Ejercicios =
1 – Responde con base en el texto sobre la imagen de uno mismo:
(a) ¿Qué dijo la conocida sobre el temperamento y las respuestas de quien escribe?
(b) Según la amiga, ¿dónde se hallan ocultas las intenciones reales?
(c) Según la otra voz, ¿quién es el único que ve el uno mismo verdadero?
2 – Enumera las tres opciones que plantea el texto sobre la imagen de uno mismo acerca de quién puede conocer la verdadera imagen de una persona.

Texto de estudio =

※ ※ ※

Apenas había terminado de pulir mi entrega sobre el quehacer de las imágenes verdaderas de uno mismo, convencido de ser un plácido investigador de la sabiduría, cuando una conocida declaró que mi temperamento es de temer y mis respuestas hipersensibles. ¿Somos como nos vemos o como nos ven los demás? ¿Cuál imagen de uno es el la verdadera, la válida que elimna a las demás?
Hay varias respuestas.
Mi respuesta inicial es que sólo yo sé que pienso al escribir o hablar, o al ponerme en acción. Por lo tanto, la imagen que yo formo de mi mismo es la verdadera, es quien soy.
Me interpela una amiga que, por el contrario, realmente no sé quien soy. Mis intenciones reales se hallan ocultas en las predisposiciones genéticas y el inconsciente. El mejor dictamen de quien soy lo pueden dar sólo quienes observan mi comportamiento. Si cinco personas me juzgan ser X, aún cuando proteste desde mi fuero interno que soy Y, en realidad soy X.
Otra voz dice: ni unos ni otros, el uno mismo verdadero sólo lo ve un terapista. La fuente es, adivinará el lector, es terapista (pero no mi terapista; no tengo, aunque quienes piensan que debería tenerlo). Substituyamos “terapista” por alguien a que investimos con el potencial de ayudarnos a discernir quiénes realmente somos y lo que realmente deseamos hacer y ser en nuestras vidas.
Tres opciones. Tres puertas. ¿Cuál es la correcta?

※ ※ ※

Material proporcionado =
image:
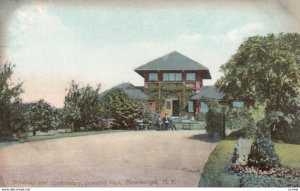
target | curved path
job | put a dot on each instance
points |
(125, 159)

※ ※ ※

Respuestas =
1 –
(a) Que su temperamento es de temer y sus respuestas son hipersensibles.
(b) En las predisposiciones genéticas y el inconsciente.
(c) Un terapista.

2 –
1. Uno mismo, porque sólo uno sabe qué piensa al escribir, hablar o actuar.
2. Quienes observan el comportamiento de la persona.
3. Un terapista, o alguien a quien se inviste con el potencial de ayudar a discernir quiénes somos realmente.